[REQUIREMENT]
Copy every line of the material below verbatim.

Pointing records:
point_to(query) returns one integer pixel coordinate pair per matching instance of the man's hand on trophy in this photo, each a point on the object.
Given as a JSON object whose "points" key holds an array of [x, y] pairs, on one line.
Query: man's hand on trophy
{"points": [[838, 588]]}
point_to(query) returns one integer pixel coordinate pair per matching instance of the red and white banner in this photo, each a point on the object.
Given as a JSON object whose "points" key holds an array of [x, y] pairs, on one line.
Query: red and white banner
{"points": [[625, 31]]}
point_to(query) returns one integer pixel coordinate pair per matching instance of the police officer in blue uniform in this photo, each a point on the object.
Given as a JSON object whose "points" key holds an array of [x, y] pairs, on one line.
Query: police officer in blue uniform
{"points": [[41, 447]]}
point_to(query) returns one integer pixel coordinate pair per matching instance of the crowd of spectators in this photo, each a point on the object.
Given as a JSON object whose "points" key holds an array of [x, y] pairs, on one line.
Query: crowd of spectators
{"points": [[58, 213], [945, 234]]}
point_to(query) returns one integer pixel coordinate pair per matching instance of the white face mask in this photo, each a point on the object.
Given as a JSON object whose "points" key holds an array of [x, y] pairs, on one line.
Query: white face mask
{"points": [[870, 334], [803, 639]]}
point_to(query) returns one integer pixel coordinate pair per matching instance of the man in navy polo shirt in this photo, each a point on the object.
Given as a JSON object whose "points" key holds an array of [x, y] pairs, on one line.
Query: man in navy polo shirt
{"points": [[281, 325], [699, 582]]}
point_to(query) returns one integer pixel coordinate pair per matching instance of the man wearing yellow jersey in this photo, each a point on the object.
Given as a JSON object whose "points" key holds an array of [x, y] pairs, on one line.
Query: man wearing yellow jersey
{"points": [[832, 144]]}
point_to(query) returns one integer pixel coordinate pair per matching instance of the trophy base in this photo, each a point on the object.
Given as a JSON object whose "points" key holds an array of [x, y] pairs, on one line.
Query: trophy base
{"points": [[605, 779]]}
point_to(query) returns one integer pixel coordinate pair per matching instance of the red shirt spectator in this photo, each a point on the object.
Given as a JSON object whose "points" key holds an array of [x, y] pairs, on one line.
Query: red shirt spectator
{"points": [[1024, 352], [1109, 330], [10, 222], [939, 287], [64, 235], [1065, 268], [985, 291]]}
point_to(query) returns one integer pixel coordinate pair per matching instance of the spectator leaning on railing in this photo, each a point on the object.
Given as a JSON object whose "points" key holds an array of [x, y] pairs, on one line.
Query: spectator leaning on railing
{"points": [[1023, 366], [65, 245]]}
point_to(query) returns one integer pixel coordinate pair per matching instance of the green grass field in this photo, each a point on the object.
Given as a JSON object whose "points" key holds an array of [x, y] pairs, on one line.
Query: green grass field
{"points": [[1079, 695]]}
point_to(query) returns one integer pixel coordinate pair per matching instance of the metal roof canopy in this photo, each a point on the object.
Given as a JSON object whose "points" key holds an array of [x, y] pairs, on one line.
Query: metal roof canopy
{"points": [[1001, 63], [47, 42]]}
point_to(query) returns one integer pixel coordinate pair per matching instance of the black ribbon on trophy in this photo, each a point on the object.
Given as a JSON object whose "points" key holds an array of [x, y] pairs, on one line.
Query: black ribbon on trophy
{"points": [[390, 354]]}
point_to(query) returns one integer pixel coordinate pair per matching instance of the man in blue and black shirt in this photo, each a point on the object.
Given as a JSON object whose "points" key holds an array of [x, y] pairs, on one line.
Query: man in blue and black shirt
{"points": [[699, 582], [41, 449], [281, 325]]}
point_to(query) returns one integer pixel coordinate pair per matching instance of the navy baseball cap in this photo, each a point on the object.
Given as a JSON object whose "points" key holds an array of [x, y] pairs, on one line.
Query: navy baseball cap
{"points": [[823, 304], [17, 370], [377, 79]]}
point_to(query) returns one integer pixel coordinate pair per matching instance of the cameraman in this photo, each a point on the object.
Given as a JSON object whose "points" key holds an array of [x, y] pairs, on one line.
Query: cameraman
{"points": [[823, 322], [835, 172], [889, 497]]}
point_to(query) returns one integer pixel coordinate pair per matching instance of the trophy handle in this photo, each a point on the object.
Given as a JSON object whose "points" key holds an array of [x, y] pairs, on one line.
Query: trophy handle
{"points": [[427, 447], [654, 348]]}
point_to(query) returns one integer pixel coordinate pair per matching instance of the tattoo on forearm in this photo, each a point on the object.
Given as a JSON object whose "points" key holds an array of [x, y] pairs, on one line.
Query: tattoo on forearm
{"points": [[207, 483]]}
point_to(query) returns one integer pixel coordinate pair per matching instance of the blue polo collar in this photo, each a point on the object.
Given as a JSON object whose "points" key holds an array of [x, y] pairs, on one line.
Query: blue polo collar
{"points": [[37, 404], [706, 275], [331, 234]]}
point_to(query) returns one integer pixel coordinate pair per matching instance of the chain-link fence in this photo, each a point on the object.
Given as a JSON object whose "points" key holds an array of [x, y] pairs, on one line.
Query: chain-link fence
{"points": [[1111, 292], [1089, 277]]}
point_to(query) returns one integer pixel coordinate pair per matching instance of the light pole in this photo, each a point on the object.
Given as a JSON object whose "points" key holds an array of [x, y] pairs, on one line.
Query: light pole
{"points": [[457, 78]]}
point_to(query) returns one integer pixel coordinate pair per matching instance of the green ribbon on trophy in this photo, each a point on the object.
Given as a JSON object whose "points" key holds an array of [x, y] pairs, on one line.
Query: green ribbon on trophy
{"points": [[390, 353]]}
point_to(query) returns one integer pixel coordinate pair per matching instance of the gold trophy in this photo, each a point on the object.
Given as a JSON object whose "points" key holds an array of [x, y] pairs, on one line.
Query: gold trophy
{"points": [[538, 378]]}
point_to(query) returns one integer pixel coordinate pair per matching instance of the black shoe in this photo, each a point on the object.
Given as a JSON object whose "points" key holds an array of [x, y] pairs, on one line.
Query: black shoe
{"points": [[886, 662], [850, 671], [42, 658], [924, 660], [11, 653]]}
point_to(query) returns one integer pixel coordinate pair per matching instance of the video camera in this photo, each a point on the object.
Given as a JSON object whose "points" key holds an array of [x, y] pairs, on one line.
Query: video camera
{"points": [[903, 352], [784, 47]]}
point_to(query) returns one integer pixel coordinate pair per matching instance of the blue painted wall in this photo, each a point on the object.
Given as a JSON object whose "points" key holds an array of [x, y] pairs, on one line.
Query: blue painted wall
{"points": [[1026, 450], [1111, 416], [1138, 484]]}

[EXERCISE RESULT]
point_to(query) returns one integer pixel coordinate pair per matching instance of the man's hand on trophy in this photo, each a point on the object.
Given as a JSON object whose "points" key holds an array of [x, y] pairs, on one line.
Query: man's hand on trophy
{"points": [[838, 588]]}
point_to(query) returns one integer pixel coordinate pair per matching instance of the red and white banner in this photo, each a point on the object.
Given as a JSON object whose "points" key holds an array of [x, y] pairs, on one line.
Query: red and white banner
{"points": [[625, 31]]}
point_to(query) returns one integer pixel coordinate pair per matching instance of the police officer in blue uniform in this photo, each a point on the object.
Given as a JSON object whose "points" key holds an array of [x, y] pairs, on one line.
Query: police officer in blue uniform
{"points": [[41, 447]]}
point_to(query) returns one integer pixel coordinate pair per matching instance of the crowd of spectators in this photo, each a point on the object.
Given as a JSON object whose "points" key holds an array of [x, y] pairs, on one line.
Query: crowd of spectators
{"points": [[58, 213], [945, 234]]}
point_to(query) returns one integer pixel coordinate pair per matching instance of the white face mask in this photo, each a point on the object.
Given as a JSON object whose "points" key holds an array of [x, y] pairs, on one line.
Query: white face mask
{"points": [[870, 334], [803, 639]]}
point_to(query) returns one integer pixel coordinate pair per matching instance of the man in navy polo shirt in this photo, each a point on the object.
Given as a JSON object whose "points" key holds an array of [x, y] pairs, on one line.
Query: man in navy polo shirt
{"points": [[281, 325], [699, 582]]}
point_to(query) returns one integer pixel coordinate pair per matching instance of the man wearing yellow jersey in this photo, each a point on the object.
Given as a JSON object whose "points" key holds an array of [x, y] pairs, on one line.
Query: man wearing yellow jersey
{"points": [[832, 144]]}
point_to(query) returns one integer pixel coordinate pair per matching instance of the trophy base in this photo, each a point on the object.
Given as a JSON object whose "points" key holds an array of [x, y] pairs, on one line.
Query: trophy base
{"points": [[605, 779]]}
point_to(query) returns one integer pixel coordinate pair per matching instance of the red shirt spectator in this photo, each a point on the object.
Given as a JSON object whose "points" key holds an array of [x, y] pairs, on one line.
Query: red shirt spectator
{"points": [[1024, 352], [1109, 330], [10, 222], [939, 287], [64, 235], [1065, 268], [985, 291]]}
point_to(query) returns one integer pixel coordinate pair per matching instance of the spectator leaning on railing in this photo, each a point on the object.
Given as a JSON object whose "points" key holds an array of [x, y] pairs, on one line.
Query: spectator leaning on railing
{"points": [[1023, 366], [65, 245]]}
point_to(query) returns one integer pixel coordinate pair per matching instance of the green grass field in this photo, each a point on the object.
Given as a JSON object whose "points" key holds an array of [x, y] pairs, on one line.
Query: green grass field
{"points": [[1079, 695]]}
point_to(query) returns one integer pixel coordinate pair per matching instance of the metal roof canopy in this photo, each a point on the object.
Given as a JSON object whose "points" key holds an array of [x, y] pairs, on one line.
Query: metal roof canopy
{"points": [[1001, 63], [47, 42]]}
point_to(query) returns one integer pixel coordinate pair per matching instance of the black ribbon on trophy in this photo, each a point on the object.
Given as a JSON object whose "points" key holds an array of [x, y] pairs, on one line.
Query: black ribbon on trophy
{"points": [[390, 354]]}
point_to(query) returns one integer pixel coordinate pair per matching instance of the man in blue and black shirt in this photo, each a point on the object.
Given as a JSON object whose "points" key holds an array of [x, y] pairs, on one line.
Query: man in blue and black shirt
{"points": [[699, 582], [41, 449], [281, 325]]}
point_to(query) returns one integer pixel coordinate pair per matching instance of the navy baseball cap in this photo, each a point on the object.
Given as a JSON object whose "points" key holds an array of [x, y] pairs, on one line.
Query: navy baseball cap
{"points": [[823, 304], [17, 370], [377, 79]]}
point_to(query) returns one integer pixel coordinate pair per matching instance of the cameraman in this photo, each a point on the object.
Given as a JSON object whose "points" key holds an array of [x, y] pairs, on one line.
Query: cameraman
{"points": [[823, 322], [835, 172], [889, 497]]}
point_to(query) returns one integer pixel coordinate pair per matching instance of the trophy handle in this photo, each a point on the object.
Given as a JSON object whose "points" key holds an array of [x, y] pairs, on one line.
Query: trophy handle
{"points": [[427, 447], [654, 348]]}
point_to(query) returns one integer pixel coordinate pair per matching instance of the tattoo on forearm in this photo, each a point on the object.
Given as a JSON object whose "points" key holds an array of [x, y] pairs, on one line.
Query: tattoo on forearm
{"points": [[207, 483]]}
point_to(query) returns one integer pixel coordinate pair per matching instance of the blue polo collar in this photo, each a point on the object.
Given as a JSON object whose "points" key holds an array of [x, y] pairs, on one line.
Query: blue polo collar
{"points": [[37, 404], [706, 275], [331, 234]]}
point_to(query) returns one integer pixel coordinate pair per matching instance of the chain-link fence in this photo, each a point on the object.
Given as a JSON object whose "points" key holds an array of [x, y] pairs, on one line.
Query: chain-link fence
{"points": [[1111, 292], [1089, 277]]}
point_to(query) returns one integer pixel coordinate pair per matching instance of the light pole in this photo, each a point on the object.
Given as a JSON object whose "points" key holds an array of [x, y] pairs, on one line.
Query: light pole
{"points": [[457, 78]]}
point_to(query) returns one integer pixel coordinate pair per matching instance of the green ribbon on trophy in this photo, each a point on the object.
Given as a JSON object whose "points" key holds an array of [x, y] pairs, on one line.
Query: green ribbon on trophy
{"points": [[390, 353]]}
point_to(query) returns one integer pixel coordinate pair per matching instance of the gold trophy in this photo, each a point on the object.
Given as a JSON object whose "points" key holds an array of [x, y] pairs, on one line.
Query: gold trophy
{"points": [[538, 378]]}
point_to(query) returns one integer pixel coordinate pair per matching instance of the black shoe in this photo, each a point on the object.
Given as a JSON object whose "points" key holds an array of [x, y] pairs, on one line.
Query: black shoe
{"points": [[886, 662], [850, 671], [42, 658], [924, 660], [11, 653]]}
point_to(query) returns one integer pixel coordinate pair per matching instance of the video camera in this photo, each a point on the object.
Given as a JSON object whose "points" key holds an array of [x, y] pairs, on one line.
Query: video camera
{"points": [[903, 352], [784, 47]]}
point_to(query) returns one integer pixel coordinate pair per matching instance of the blue painted wall in this photo, each a point on the object.
Given as a JSON object whose "points" key holds an array of [x, y] pairs, on one line.
Query: blue painted wall
{"points": [[1026, 450], [1111, 416], [1138, 484]]}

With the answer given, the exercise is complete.